Supplied data section start

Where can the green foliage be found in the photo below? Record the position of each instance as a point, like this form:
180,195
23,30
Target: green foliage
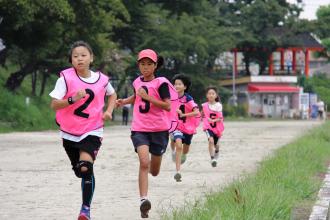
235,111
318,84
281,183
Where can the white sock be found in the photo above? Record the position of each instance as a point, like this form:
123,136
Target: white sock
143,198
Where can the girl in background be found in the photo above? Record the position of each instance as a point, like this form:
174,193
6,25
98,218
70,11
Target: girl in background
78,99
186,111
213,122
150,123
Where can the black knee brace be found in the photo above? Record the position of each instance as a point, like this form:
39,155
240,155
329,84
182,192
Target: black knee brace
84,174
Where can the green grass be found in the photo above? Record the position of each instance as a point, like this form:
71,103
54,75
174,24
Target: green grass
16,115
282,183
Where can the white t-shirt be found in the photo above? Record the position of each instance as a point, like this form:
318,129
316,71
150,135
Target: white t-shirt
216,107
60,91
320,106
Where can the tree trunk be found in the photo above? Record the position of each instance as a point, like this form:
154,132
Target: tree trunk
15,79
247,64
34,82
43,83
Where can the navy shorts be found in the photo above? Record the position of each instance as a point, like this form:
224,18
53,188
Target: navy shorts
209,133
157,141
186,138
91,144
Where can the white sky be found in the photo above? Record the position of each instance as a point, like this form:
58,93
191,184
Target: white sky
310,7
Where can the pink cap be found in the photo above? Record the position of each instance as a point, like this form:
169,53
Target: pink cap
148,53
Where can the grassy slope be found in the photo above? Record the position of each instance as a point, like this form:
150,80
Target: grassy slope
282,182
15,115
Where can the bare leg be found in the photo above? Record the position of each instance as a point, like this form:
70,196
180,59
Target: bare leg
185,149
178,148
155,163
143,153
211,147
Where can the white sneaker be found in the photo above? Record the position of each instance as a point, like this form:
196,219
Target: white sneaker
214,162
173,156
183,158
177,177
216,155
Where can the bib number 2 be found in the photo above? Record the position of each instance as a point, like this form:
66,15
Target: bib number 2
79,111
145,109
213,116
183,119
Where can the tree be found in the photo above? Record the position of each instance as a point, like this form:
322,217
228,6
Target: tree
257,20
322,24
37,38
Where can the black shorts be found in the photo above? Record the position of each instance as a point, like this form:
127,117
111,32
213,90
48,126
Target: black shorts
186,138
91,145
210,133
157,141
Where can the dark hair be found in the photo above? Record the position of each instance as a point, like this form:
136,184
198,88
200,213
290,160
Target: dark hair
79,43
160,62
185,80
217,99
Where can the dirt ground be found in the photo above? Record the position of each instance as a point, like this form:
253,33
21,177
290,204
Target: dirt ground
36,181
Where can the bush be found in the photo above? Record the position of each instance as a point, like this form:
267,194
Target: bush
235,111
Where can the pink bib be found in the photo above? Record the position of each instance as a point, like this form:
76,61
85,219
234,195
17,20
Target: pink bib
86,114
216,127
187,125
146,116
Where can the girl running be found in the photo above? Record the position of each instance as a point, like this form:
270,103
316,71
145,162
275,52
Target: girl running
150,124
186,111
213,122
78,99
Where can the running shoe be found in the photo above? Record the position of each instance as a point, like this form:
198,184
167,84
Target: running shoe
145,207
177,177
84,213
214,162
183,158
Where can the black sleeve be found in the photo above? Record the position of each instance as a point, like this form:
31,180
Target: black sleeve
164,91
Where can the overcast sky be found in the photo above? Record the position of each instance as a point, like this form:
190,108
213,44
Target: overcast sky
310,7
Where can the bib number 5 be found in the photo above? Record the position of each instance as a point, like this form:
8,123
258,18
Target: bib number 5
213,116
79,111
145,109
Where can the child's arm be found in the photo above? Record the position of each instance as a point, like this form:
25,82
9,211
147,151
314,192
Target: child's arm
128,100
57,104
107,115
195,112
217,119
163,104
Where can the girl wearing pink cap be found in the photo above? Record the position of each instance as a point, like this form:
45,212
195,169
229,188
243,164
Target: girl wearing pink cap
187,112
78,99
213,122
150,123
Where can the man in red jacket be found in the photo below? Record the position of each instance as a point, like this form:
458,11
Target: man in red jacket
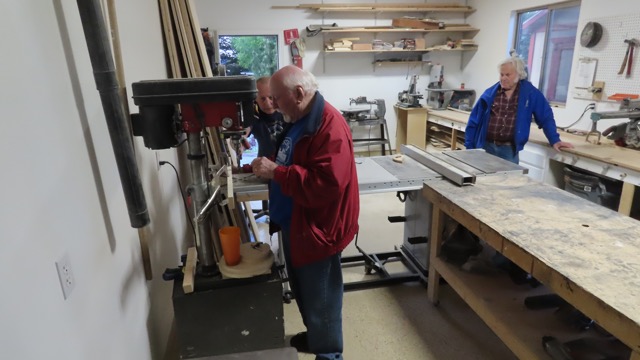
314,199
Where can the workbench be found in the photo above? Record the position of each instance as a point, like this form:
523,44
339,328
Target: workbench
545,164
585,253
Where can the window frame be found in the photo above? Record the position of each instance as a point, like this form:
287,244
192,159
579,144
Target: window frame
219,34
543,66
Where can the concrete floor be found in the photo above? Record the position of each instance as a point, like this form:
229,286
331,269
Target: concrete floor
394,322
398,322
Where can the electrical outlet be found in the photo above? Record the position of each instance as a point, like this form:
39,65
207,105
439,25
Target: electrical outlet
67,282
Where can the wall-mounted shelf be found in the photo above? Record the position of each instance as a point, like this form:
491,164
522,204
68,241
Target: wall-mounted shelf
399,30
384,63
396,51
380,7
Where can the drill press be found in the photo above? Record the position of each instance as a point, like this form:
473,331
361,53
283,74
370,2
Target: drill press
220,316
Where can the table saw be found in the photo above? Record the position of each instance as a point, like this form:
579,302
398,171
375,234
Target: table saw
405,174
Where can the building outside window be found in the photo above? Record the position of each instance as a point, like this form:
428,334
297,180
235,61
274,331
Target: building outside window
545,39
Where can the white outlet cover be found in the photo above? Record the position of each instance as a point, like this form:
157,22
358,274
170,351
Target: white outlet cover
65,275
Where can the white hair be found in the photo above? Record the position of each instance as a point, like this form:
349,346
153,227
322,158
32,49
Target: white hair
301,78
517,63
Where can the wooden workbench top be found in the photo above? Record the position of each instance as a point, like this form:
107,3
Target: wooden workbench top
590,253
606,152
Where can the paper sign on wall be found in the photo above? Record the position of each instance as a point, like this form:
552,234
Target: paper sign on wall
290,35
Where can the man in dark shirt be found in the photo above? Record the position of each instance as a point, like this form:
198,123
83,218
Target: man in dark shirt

Supplied data section end

What is expected:
State, as a bare number, how many lines of the listing hold the word "below".

Task answer:
2